> **MATERIAL PROVIDED**:
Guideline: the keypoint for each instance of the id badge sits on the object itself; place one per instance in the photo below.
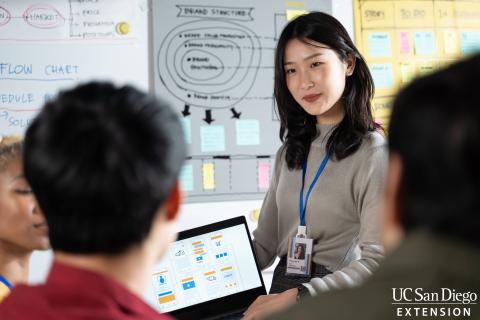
(299, 257)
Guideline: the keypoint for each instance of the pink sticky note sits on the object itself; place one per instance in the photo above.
(263, 175)
(404, 43)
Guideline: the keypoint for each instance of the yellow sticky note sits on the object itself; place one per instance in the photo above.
(450, 42)
(426, 67)
(444, 13)
(123, 28)
(208, 173)
(292, 14)
(407, 71)
(377, 14)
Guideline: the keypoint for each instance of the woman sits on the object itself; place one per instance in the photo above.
(22, 225)
(332, 162)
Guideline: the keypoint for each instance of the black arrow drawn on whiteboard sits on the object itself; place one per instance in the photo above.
(208, 116)
(186, 111)
(235, 113)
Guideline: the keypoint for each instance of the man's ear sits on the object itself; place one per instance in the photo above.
(392, 228)
(173, 202)
(350, 64)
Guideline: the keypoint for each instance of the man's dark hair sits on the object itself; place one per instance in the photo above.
(435, 129)
(101, 160)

> **AIM OF THE TASK**: Reproduce every entry above word for word, points included, and leave out the picture.

> **FINISHED TASK**:
Guideline: the keypoint for each instance of the id badge sits on the object itself; place one per instance in the photo below.
(299, 257)
Guideline: the keypoint for each instance of the pink sticky note sits on the object itself; place one per instance in the photo above.
(263, 175)
(404, 43)
Guideline: the keypoint for each instance of the yellow sticky note sits on the object itself; place one per instance in the photo above.
(450, 42)
(426, 67)
(444, 13)
(123, 28)
(208, 173)
(292, 14)
(407, 71)
(377, 14)
Guideline: the keypoint for each instance of the woman sits on the object itself; place one per instance in the photo above.
(22, 225)
(332, 162)
Guideline: the keypoint for each instance of the black arrow drawn on whiteboard sits on the object itself; place one per instance in the photo above.
(208, 116)
(186, 111)
(235, 113)
Guideline: the keypoint for each instance of the man's ear sits on the object itself; place one per instance in the photo above.
(392, 228)
(173, 202)
(350, 64)
Guideline: the keypoint for each instance of the man's dark hair sits on the object itself; place one per instance in the photo above.
(435, 129)
(101, 160)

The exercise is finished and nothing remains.